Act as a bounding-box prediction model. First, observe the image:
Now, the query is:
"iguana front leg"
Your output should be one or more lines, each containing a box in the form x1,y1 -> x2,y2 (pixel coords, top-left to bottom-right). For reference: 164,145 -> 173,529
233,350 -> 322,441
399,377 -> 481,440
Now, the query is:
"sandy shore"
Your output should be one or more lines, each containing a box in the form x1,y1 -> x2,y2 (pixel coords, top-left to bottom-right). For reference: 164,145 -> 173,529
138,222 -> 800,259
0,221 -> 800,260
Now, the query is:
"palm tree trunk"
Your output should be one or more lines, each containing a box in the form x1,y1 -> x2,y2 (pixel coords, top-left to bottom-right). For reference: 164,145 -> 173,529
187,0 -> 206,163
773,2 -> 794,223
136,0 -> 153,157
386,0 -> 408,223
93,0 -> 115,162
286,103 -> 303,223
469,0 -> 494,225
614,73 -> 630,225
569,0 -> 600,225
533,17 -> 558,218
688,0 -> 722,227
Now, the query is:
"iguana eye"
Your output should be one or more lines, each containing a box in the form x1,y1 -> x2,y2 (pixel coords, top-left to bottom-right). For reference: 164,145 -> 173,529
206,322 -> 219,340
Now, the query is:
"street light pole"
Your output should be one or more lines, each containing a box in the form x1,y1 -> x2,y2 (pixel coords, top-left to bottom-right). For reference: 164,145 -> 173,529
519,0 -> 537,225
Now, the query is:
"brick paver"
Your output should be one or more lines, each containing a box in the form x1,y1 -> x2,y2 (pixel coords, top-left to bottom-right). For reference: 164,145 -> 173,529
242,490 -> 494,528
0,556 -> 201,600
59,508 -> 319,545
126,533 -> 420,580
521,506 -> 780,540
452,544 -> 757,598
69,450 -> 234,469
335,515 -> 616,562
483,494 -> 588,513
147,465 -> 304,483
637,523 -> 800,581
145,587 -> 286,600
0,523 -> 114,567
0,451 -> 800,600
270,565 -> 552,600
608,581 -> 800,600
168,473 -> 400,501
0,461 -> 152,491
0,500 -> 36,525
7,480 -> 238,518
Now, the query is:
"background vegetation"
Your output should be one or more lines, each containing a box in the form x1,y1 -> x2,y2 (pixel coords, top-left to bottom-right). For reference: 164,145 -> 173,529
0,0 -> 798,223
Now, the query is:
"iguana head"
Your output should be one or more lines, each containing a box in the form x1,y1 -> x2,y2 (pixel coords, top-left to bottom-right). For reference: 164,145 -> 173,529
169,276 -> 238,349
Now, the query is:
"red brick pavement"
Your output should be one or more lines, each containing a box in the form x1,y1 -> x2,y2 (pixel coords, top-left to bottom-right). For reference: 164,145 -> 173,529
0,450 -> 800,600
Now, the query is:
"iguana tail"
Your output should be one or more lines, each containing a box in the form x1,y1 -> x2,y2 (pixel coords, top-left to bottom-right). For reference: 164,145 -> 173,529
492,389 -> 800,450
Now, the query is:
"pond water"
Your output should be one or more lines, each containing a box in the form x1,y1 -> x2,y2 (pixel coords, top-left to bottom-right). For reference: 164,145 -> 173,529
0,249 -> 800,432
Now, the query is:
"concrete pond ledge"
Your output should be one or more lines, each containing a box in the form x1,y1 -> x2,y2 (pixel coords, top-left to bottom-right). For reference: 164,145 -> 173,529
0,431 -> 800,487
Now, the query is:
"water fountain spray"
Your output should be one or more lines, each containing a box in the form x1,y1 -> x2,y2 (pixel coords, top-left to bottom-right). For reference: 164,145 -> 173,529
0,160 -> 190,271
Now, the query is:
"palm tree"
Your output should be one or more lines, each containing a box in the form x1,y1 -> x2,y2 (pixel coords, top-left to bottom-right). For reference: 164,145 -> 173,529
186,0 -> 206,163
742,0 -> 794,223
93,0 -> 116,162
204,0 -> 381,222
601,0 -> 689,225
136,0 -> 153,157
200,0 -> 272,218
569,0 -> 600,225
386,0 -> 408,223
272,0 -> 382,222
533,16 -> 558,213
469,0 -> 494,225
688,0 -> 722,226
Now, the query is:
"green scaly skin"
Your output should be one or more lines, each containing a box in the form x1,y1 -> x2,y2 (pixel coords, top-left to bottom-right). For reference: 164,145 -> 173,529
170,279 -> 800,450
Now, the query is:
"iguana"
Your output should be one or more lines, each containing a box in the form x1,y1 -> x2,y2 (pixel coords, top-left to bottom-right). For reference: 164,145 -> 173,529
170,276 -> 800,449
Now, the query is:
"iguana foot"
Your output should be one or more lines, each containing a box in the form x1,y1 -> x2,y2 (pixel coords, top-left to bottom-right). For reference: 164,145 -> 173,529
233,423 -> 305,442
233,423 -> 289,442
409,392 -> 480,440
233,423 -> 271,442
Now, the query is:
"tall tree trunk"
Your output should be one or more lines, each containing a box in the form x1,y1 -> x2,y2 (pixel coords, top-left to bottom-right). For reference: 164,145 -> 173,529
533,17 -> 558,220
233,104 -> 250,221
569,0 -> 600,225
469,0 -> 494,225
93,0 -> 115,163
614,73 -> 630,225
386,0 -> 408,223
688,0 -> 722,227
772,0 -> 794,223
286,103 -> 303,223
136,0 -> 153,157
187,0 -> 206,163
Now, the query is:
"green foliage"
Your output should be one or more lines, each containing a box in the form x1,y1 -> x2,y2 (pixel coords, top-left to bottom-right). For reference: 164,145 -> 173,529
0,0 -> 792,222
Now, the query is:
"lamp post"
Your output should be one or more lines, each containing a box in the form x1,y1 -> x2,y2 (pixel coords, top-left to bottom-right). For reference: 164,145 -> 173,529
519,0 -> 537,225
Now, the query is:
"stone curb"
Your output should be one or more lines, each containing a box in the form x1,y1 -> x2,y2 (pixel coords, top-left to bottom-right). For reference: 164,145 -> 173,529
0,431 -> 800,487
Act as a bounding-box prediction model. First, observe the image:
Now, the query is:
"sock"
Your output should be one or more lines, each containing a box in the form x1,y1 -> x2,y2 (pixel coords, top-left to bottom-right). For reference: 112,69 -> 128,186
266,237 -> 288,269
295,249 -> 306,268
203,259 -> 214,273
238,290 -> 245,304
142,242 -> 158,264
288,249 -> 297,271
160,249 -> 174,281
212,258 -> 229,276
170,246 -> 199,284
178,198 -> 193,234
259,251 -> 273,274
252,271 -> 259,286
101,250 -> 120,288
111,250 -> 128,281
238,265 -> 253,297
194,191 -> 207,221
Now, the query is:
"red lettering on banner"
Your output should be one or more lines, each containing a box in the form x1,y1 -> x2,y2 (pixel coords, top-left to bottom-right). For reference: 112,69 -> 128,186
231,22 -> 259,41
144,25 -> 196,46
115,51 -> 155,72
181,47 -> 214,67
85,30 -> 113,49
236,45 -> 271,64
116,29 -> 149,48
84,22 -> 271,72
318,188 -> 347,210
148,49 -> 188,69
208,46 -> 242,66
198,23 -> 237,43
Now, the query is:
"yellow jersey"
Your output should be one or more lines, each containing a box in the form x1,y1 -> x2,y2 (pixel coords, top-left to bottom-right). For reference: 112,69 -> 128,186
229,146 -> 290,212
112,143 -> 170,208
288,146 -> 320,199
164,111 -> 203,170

=======

§ Set exercise:
Recast the rows from the start through the line containing "0,221 -> 800,260" as a JSON list of strings, one string per line, leaving out blank lines.

§ Response to the task:
[
  "Act as a bounding-box prediction model. First, observe the image:",
  "Now, the query is:",
  "\"iguana front leg\"",
  "Your output should be one or more lines, each containing a box in the form x1,y1 -> x2,y2 (pixel coords, top-left to bottom-right). For reference: 164,145 -> 173,529",
  "233,350 -> 322,441",
  "399,377 -> 481,440",
  "Now, the query is:",
  "\"sandy shore\"",
  "Your output should be one or more lines, each containing a box in the form x1,y1 -> x2,y2 (pixel coords, top-left to bottom-right). For reference: 164,145 -> 173,529",
  "138,222 -> 800,259",
  "0,221 -> 800,260"
]